Keep coming back! Narcotics Anonymous narrative
and recovering-addict identity, Adam Rafalovich,
Contemporary Drug Problems, Spring 1999, v26, i1.
In other words, the way to become one of the group is to start
talking the talk in meetings, and telling people that the program
really is working for you —
"Fake It Until You Make It." —
"You can act yourself into thinking right easier than you can think yourself into acting right."
The more you do it, the more it will warp your
thinking and make you feel and act like one of the old-timers.
Since you don't want to think of yourself as a lying fake, you will start to imagine that
you really are getting some great results, just like you have been saying...
It's called cognitive dissonance. You will feel a conflict between
the requirement to talk like the program works and your knowledge that it isn't
doing anything. The feeling is one of dissonance — the same irritating,
jarring, disharmonious feeling that you get from bad musical chords.
Your subconscious mind will struggle to minimize the pain of the conflict
between believing that it is wrong to lie, and the group requirement
that you say that you are getting great results from working the program — and
the subconscious mind's answer to the problem is to
"come to believe"
that the program really is working for you and that you really are making
great spiritual progress from working a strong program, just like you've been saying.
It's really a very common brainwashing and mind-control technique:
"Makem' say it enough times, and they'll start to believe it.
Make them go through the motions enough times and they will start to believe that such
behavior is normal."
Also see Andrew Meacham's description of
Reverse Denial
for another example of how people get nudged into parrotting the standard speeches.
92.

■ ■ ■ ■ ■

STUDY QUESTIONS:
**1.** Reproduce everything in the cognitive dissonance passage from "In other words, the" down to "bad musical chords.".
**2.** Carry on the passage about "Fake It Until You Make It" and cognitive dissonance from the point where it ends.

(Records from a data source)
■ ■ ■ ■ ■

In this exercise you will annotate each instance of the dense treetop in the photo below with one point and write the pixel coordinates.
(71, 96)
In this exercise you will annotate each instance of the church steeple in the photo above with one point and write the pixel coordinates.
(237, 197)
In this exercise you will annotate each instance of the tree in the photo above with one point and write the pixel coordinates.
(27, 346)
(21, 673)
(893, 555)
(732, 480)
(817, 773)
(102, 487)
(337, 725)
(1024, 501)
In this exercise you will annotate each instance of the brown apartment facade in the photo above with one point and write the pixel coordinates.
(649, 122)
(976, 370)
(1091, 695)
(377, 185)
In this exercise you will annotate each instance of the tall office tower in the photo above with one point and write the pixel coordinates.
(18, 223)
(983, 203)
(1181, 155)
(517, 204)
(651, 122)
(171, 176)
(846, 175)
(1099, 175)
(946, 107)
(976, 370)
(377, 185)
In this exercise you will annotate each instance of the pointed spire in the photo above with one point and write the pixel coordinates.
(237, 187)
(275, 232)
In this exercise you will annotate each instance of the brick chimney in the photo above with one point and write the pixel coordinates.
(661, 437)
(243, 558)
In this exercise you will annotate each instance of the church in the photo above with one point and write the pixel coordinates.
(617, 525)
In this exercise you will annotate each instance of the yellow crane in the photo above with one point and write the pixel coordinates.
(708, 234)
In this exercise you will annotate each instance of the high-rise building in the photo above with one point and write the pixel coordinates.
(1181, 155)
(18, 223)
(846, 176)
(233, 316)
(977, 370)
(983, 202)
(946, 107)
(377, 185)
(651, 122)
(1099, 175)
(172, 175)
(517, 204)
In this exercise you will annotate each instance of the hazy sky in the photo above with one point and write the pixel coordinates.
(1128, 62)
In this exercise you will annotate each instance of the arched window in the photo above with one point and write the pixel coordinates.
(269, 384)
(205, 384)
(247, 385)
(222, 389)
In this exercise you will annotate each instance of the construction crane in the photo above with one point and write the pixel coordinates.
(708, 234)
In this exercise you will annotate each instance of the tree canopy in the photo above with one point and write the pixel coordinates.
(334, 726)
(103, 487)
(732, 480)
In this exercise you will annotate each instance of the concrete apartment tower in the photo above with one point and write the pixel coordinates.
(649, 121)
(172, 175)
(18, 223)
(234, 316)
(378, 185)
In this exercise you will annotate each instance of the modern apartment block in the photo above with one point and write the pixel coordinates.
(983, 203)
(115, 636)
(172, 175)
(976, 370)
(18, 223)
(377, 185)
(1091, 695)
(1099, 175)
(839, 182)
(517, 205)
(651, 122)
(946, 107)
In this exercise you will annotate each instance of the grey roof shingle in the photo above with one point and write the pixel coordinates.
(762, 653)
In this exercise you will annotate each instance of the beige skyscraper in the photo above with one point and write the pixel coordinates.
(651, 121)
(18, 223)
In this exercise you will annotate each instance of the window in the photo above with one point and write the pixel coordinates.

■ ■ ■ ■ ■

TASK-BY-TASK RESULTS:
**1.**
In other words, the way to become one of the group is to start
talking the talk in meetings, and telling people that the program
really is working for you —
"Fake It Until You Make It." —
"You can act yourself into thinking right easier than you can think yourself into acting right."
The more you do it, the more it will warp your
thinking and make you feel and act like one of the old-timers.
Since you don't want to think of yourself as a lying fake, you will start to imagine that
you really are getting some great results, just like you have been saying...
It's called cognitive dissonance. You will feel a conflict between
the requirement to talk like the program works and your knowledge that it isn't
doing anything. The feeling is one of dissonance — the same irritating,
jarring, disharmonious feeling that you get from bad musical chords.

**2.**
Grandiose existence. Bombastic, Grandiose Claims.
They can't just be normal good people; they have to be moral titans,
playing out grand heroic roles in an epic cosmic moral melodrama.
A.A. scores a 10.
Bill Wilson had such outrageous delusions of grandeur that this cult
characteristic becomes almost comical:
-
He stood in the Presence of Infinite Power and Love.
The Big Book, 3rd edition, William G. Wilson,
chapter 4, We Agnostics, page 56.
-
Much has already been said about receiving strength, inspiration,
and direction from Him who has all knowledge and power.
If we have carefully followed directions, we have begun to sense the
flow of His Spirit into us. To some extent we have become God-conscious.
We have begun to develop this vital sixth sense.
The Big Book, 3rd edition, William G. Wilson,
chapter 6, Into Action, page 85.
(Carefully followed whose directions?)
-
We have come to believe He [God] would like us to keep our heads
in the clouds with Him...
The Big Book, 3rd edition, William G. Wilson,
Chapter 9, page 130.
-
We feel we are on the Broad Highway, walking hand in hand with
the Spirit of the Universe.
The Big Book, 3rd edition, William G. Wilson,
chapter 6, Into Action, page 75.
-
All A.A. progress can be reckoned in terms of just two words:
humility and responsibility. Our whole spiritual development
can be accurately measured by our degree of adherence to these
magnificent standards.
AS BILL SEES IT, William G. Wilson, p. 271.
-
See to it that your relationship with Him is right, and great events
will come to pass for you and countless others. This is the Great Fact
for us.
The Big Book, 3rd edition, William G. Wilson, page 164.
-
And other A.A. proselytizers aren't too bad at it, either:
... Wilson's drinking had ruined his career, damaged his health, and
caused agonizing pain and worry to his family and friends.
But Wilson found a way out. He co-founded Alcoholics Anonymous, one of
history's most important social movements.
Clean and Sober: How Bill W. Founded Alcoholics Anonymous and Helped Millions,
By: Frost, Bob, Biography, 10927891, Jan2003, Vol. 7, Issue 1.
-
... I consider the AA people to be the most charming in the world. ...
They have found a power greater than themselves which they serve diligently.
And that gives them a charm that never was elsewhere on land and sea. It makes you
know that God Himself is really charming, because the AA people reflect His
mercy and His forgiveness.
... when they have found their restoration, their sense of humor
finds a blessed freedom, and they are able to reach a god-like state ...
Where Did Everybody Go?,
Paul Molloy, pages 187-189.
God-like? Will being a booze-hound really get you that much good stuff?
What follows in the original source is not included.